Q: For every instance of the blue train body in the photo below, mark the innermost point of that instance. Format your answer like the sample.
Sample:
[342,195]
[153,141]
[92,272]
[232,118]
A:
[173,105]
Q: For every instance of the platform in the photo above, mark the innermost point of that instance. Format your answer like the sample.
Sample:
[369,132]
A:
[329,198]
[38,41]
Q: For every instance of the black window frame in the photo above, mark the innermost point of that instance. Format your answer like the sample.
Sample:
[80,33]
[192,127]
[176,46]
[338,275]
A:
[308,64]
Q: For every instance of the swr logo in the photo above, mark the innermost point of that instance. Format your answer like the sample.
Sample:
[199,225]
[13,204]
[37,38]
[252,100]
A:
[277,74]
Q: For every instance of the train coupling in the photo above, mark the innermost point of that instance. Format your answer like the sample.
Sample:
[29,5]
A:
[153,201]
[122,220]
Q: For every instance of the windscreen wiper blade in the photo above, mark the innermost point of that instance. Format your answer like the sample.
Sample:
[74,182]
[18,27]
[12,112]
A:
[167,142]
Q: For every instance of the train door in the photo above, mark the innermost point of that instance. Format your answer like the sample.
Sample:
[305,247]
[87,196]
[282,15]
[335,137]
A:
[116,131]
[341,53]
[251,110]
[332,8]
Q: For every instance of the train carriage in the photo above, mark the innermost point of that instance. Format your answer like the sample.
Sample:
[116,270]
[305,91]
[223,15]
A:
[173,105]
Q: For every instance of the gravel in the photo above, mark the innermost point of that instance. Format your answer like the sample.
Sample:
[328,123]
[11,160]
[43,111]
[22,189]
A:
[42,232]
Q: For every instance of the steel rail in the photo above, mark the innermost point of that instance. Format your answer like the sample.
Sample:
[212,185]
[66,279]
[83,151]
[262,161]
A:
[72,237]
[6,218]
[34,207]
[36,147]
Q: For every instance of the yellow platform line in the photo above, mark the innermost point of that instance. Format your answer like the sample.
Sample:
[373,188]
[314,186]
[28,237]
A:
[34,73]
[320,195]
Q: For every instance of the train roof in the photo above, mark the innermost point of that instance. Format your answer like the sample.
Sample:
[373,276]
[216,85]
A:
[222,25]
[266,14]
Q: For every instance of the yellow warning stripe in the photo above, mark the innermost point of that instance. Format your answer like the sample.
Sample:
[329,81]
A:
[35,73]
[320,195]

WHAT IS REQUIRED
Transcribe the material so that every line matches the original exactly.

FINISHED EXERCISE
Q: For every instance of the blue train body in the photo below, mark the innermost point of that instance. Format your answer like the sample.
Sample:
[342,195]
[153,141]
[92,272]
[232,118]
A:
[173,105]
Q: For every instance of the platform in the photo above, mark the innermost point of that instance. Format your answer like the sample.
Sample:
[369,132]
A:
[329,198]
[38,41]
Q: For every instance of the black window frame in the photo above, mark the innermost point of that instance. Format your answer like the sample.
Sample:
[80,33]
[192,127]
[176,46]
[338,275]
A:
[308,64]
Q: For every instance of the swr logo in the photo above, mark the innermost point of that instance. Format your answer like the sample.
Sample:
[199,225]
[13,204]
[37,38]
[252,100]
A:
[277,74]
Q: For every instance of the train coupling in the photo above, mark the innermost point of that instance. Format your answer like the sample.
Sample:
[29,5]
A:
[153,201]
[122,220]
Q: For every instance of the windscreen wiper blade in the photo above, mark the innermost point of that instance. Format your answer like the sample.
Sample:
[74,182]
[18,27]
[12,112]
A:
[167,142]
Q: For every instance of the train door in the photo above, mark the innermost point of that instance. Format your answer like the sample.
Sample:
[305,247]
[87,196]
[282,15]
[335,137]
A:
[116,131]
[341,53]
[251,110]
[332,8]
Q: For every instance of the train carriage in the photo above, mark the innermost point of that instance. Format your answer like the sample.
Sample:
[116,270]
[305,91]
[223,15]
A:
[173,105]
Q: For every instance of the gravel in the photo above, mark the innermost point of that instance. Format your answer like the sample.
Sample:
[328,123]
[11,160]
[43,111]
[22,189]
A:
[42,232]
Q: For every instance of the steel rail in the photo above, mark the innermost point of that instance. Format your answer like the sample.
Sample:
[212,185]
[66,279]
[83,151]
[262,161]
A:
[72,237]
[6,218]
[34,207]
[36,147]
Q: For every instance of the yellow platform line in the photo above, mark the innermost point of that instance. Format your answer like the sample.
Sample:
[373,188]
[314,186]
[28,237]
A:
[34,73]
[320,195]
Q: For every instance of the train roof in the photo above, mark the innermost point of that instance. Format your answer like the sample.
Sample:
[373,276]
[216,85]
A:
[222,25]
[266,14]
Q: For every instance of the yellow warning stripe in the photo above, mark the innermost point of that instance. Format your answer like the sample.
Sample:
[329,81]
A:
[35,73]
[320,195]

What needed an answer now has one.